## TASK BRIEF
Please print each record below exactly as it is written.

(Referring expression pointing data)
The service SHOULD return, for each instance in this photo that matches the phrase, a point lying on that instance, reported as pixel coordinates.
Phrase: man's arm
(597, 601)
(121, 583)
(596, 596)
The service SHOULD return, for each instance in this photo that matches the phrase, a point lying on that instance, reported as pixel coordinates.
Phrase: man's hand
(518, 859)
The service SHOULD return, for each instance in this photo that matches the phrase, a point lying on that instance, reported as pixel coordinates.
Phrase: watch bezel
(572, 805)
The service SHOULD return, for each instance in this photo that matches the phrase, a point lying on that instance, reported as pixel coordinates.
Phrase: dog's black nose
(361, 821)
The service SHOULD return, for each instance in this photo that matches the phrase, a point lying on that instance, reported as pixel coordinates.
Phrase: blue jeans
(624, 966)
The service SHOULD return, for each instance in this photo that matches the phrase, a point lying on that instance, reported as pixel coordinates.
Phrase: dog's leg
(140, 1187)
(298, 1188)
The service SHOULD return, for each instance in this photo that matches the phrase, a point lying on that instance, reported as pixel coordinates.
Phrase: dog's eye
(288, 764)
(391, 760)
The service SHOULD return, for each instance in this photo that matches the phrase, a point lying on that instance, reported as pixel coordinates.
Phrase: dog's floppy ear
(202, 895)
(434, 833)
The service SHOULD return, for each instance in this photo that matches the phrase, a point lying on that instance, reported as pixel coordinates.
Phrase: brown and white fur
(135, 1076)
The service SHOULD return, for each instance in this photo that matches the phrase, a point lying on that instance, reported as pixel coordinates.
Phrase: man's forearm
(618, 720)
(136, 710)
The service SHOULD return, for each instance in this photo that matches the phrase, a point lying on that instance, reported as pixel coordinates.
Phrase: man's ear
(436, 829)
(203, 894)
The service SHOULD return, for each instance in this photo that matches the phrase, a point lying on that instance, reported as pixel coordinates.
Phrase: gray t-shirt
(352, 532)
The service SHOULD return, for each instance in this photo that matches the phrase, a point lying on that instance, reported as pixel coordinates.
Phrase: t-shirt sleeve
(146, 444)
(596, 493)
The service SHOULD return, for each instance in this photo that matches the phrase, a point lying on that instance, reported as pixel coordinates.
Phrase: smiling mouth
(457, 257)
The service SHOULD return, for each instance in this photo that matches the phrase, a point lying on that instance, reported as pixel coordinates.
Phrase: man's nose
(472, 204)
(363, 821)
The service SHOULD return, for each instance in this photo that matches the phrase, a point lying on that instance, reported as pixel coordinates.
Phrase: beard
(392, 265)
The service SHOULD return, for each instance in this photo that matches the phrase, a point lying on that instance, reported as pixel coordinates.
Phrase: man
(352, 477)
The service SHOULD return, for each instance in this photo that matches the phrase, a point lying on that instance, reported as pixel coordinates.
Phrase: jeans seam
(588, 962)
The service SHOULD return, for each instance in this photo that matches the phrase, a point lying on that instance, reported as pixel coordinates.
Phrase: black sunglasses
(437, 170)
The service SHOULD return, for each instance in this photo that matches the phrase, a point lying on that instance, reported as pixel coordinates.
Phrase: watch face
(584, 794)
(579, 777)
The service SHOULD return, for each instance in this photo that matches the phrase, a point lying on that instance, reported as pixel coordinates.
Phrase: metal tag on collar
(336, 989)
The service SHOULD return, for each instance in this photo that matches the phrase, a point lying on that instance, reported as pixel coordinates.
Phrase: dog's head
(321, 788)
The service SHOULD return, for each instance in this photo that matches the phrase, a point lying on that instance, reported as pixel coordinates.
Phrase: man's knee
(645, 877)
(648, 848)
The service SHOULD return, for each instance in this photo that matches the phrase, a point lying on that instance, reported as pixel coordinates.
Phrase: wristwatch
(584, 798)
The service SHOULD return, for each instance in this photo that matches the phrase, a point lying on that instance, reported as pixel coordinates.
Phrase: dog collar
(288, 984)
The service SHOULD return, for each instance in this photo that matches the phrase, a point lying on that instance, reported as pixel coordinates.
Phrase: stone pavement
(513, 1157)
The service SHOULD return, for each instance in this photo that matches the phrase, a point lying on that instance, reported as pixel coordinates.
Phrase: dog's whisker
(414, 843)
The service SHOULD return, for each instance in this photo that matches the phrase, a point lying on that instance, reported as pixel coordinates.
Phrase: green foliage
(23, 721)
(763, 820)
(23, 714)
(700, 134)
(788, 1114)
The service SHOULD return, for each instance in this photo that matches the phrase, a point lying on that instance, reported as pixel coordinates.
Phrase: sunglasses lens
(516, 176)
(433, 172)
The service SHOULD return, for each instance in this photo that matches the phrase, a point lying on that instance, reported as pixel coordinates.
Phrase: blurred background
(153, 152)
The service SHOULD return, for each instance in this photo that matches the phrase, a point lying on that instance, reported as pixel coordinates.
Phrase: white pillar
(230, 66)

## TASK RESPONSE
The service SHOULD return, for each instance in this photo that matches the phrase, a point lying on that instance, reported as pixel coordinates.
Phrase: man's arm
(597, 601)
(121, 583)
(596, 596)
The service SHOULD return, for each instance in this photo that matches the phrase, a point lying on that instance, reported as pixel coordinates.
Phrase: man's hand
(518, 859)
The service SHOULD return, for each instance in this photo that matches the phrase, a point lying on that instance, reported as pixel coordinates.
Phrase: watch bezel
(572, 805)
The service SHOULD return, for each instance in this photo that matches the phrase, a point lying on that instance, reported as pixel coordinates.
Phrase: dog's black nose
(361, 821)
The service SHOULD return, for each instance in this photo that matches the phrase, a point lying on that instance, reported as pixel coordinates.
Phrase: blue jeans
(624, 966)
The service SHOULD return, for each instance in this photo that matches the phrase, a point lying on that instance, reported as pixel coordinates.
Phrase: dog's leg
(140, 1187)
(298, 1188)
The service SHOULD return, for each instance in this photo that matches the phrase, a point lying on that instance, reported as pixel coordinates.
Phrase: dog's eye
(288, 764)
(391, 760)
The service SHOULD return, for each instance in this photo that matches the phrase, a point lying on that instance, reported as pixel coordinates.
Phrase: dog's floppy ear
(202, 895)
(434, 833)
The service SHOULD return, for each instance in this photo that matches the phrase, a point lying on that instance, reported as pixel coordinates.
Phrase: brown and white fur
(135, 1076)
The service SHOULD return, for each instance in this photo that matches the phrase, a point lying on that instance, reported as pixel coordinates.
Phrase: man's forearm
(618, 720)
(136, 710)
The service SHOULD return, for each instance in this photo that matches the phrase, a point lying on that instance, reported as pixel coordinates.
Phrase: man's ear
(436, 829)
(203, 894)
The service SHOULD return, for each instance in this photo that matches the phrase, a point lying on that instance, reported as pixel coordinates.
Phrase: gray t-shirt
(352, 532)
The service SHOULD return, for each instance in this photo that matches the phrase, a point lying on that instance, reported as pixel coordinates.
Phrase: t-shirt sleeve
(146, 444)
(596, 493)
The service SHOULD return, for each instance in this photo that matches the phrase, a point lying on that instance, reported as pixel coordinates.
Phrase: smiling mouth
(457, 257)
The service SHOULD return, for each instance in this photo that matches the phrase, a point lying on that instance, reported as pixel coordinates.
Phrase: man's nose
(472, 204)
(363, 821)
The service SHOULD return, for each instance in this photo that matches the phrase, a point lying on that instance, reported as pixel coordinates.
Phrase: beard
(392, 265)
The service SHOULD return, for each instance in this photo that matches the phrase, a point lying on that instance, reported as pixel coordinates.
Phrase: man
(352, 477)
The service SHOULD return, for each instance in this photo that matches the phrase, a point lying on that instance, reported as pixel coordinates.
Phrase: jeans seam
(588, 962)
The service SHOULD return, for each instance in this photo that matches the phrase, a point lying on that instance, reported as pixel coordinates.
Phrase: black sunglasses
(437, 170)
The service SHOULD return, for each instance in this photo that matches the phrase, a point lying on that instance, reported as pixel coordinates.
Phrase: watch face
(584, 794)
(579, 777)
The service SHOULD return, for each instance in this photo that matches the phrase, a point lying on that instance, reported as pixel coordinates.
Phrase: metal tag on collar
(336, 989)
The service SHOULD return, for each instance in this photo that matches the phrase, a point lying on that instance, reported as pixel coordinates.
Phrase: dog's head
(321, 788)
The service SHOULD return, for each instance in this photo that matches the phrase, a point lying on that instance, reported as pixel coordinates.
Phrase: man's knee
(645, 877)
(648, 848)
The service SHOULD return, for each instance in this photo that matches the phrase, a point lying on that instance, reported as pixel coordinates.
Phrase: wristwatch
(584, 798)
The service SHOULD return, for each instance in this photo that matches the phrase, a point lying on that instance, reported as pixel coordinates.
Phrase: dog collar
(288, 984)
The service SHOULD return, for each instance in this photo that matches the phrase, a point lying on that instance, reported as pixel coordinates.
Phrase: stone pavement
(513, 1157)
The service SHOULD return, for each instance in this photo that matches the phrase, a point lying on that instance, reported as pixel coordinates.
Phrase: dog's whisker
(414, 843)
The service SHOULD return, for each instance in this photo that matches the phrase, a point lying on that instance, reported as pixel coordinates.
Phrase: green foliage
(23, 721)
(763, 820)
(23, 714)
(700, 134)
(788, 1114)
The service SHOULD return, for each instance in this photo that matches the phrase, a point lying on that instance, reported as pixel coordinates.
Phrase: sunglasses lens
(516, 176)
(433, 172)
The service SHOULD return, for each instance in this photo that matches the phrase, a point lying on that instance, reported as pixel coordinates.
Phrase: blurred background
(153, 152)
The service SHOULD return, for each instance in this photo that matches the phrase, a point lying on that instance, reported as pixel coordinates.
Phrase: white pillar
(230, 66)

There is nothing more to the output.